SOURCE PASSAGE —
>> START
# How to hit rescue clubs?



## Baldyeagle (Sep 4, 2011)

I've tended to 'sweep' my rescue club shots with the ball forward in the stance. On a good day, this results in sweet 'clicks', good height and pretty straight shots (particularly from semi-rough). My problem is lack of consistency though & a partner recently mentioned to me that he's always tried to play his rescues like irons and hit down onto the ball - he's more consistent with them than I am so is that what I should be doing? (I know I can try this out on the range but don't want to start messing about with my swing unless it's the right way to go).


----------



## One Planer (Sep 4, 2011)

You wouldn't be messing about with your swing, you're just changing the ball position at address.


----------



## Mungoscorner (Sep 4, 2011)

I've only recently started using a Rescue club,after replacing my 2 Iron with a 19* Rescue.
I usually play the ball about an inch inside my left heel.I've tried playing the ball further back in my stance,but seemed to block a lot shots.I did try choking down the grip a little when playing the ball further back in the stance,and it did seem to improve the strike.


----------



## Ethan (Sep 4, 2011)

Sonartec (one of the best makers of hybrid clubs) used to have a section on their website about hitting hybrids and they recommended hitting it the same way you would hit a 5 iron, slightly back from left heel and with a descending blow.
>> END
DIRECTIONS —
(1) Reproduce word for word the passage of the forum thread on hitting rescue clubs between "I've only recently" and "Ethan (Sep 4, 2011)", inclusive.
(2) Carry on the forum thread on hitting rescue clubs from the point where it stops.

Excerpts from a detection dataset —
>> START
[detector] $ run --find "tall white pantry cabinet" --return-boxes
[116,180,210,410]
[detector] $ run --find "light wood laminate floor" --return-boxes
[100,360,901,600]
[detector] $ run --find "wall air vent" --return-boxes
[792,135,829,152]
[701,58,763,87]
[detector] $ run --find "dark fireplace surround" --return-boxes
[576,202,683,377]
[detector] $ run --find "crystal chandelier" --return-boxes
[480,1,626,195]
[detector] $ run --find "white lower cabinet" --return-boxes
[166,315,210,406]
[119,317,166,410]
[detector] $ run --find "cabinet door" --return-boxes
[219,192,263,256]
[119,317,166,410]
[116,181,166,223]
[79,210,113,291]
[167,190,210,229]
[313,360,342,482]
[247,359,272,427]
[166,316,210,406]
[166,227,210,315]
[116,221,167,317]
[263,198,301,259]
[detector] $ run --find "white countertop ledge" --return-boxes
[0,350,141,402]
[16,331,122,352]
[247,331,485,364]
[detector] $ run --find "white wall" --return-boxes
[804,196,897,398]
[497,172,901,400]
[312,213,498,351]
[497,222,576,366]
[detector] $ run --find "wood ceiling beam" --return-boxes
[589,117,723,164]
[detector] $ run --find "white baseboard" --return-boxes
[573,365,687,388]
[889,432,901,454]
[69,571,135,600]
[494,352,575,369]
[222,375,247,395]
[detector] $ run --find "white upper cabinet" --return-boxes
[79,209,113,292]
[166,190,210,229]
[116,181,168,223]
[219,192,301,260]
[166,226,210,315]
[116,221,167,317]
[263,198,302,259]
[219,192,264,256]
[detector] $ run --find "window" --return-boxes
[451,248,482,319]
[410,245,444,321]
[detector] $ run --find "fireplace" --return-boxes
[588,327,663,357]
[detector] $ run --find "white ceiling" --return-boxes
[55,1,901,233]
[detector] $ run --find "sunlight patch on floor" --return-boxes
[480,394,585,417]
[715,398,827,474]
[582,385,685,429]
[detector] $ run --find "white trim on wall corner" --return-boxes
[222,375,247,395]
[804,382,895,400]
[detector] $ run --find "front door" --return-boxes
>> END
OUTPUTS FOR THE TASKS —
(1)
I've only recently started using a Rescue club,after replacing my 2 Iron with a 19* Rescue.
I usually play the ball about an inch inside my left heel.I've tried playing the ball further back in my stance,but seemed to block a lot shots.I did try choking down the grip a little when playing the ball further back in the stance,and it did seem to improve the strike.


----------



## Ethan (Sep 4, 2011)

(2)
----------



## chrisd (Sep 4, 2011)

A recent article in our esteemed sponsers magazine said that if the lie is good and the ball sitting up, hit it like a fairway wood and if the lie is bad and/or in the rough, hit it like an iron  - works for me like that

Chris


----------



## RGDave (Sep 4, 2011)

Let's face it. Even a club with as low loft as a 3 or 5 wood can be struck with a descending blow.

I'm afraid I cheat. Off a tee or nice lie, I like to clip it near the front foot. Anything else, and it's more like a 4 or 5 iron. Different results.....as someone else said, it's rather too easy to push it straight right....

I guess the ball position therefore varies (in reality) only  few cms, but that's the way I like to approach it as I set up.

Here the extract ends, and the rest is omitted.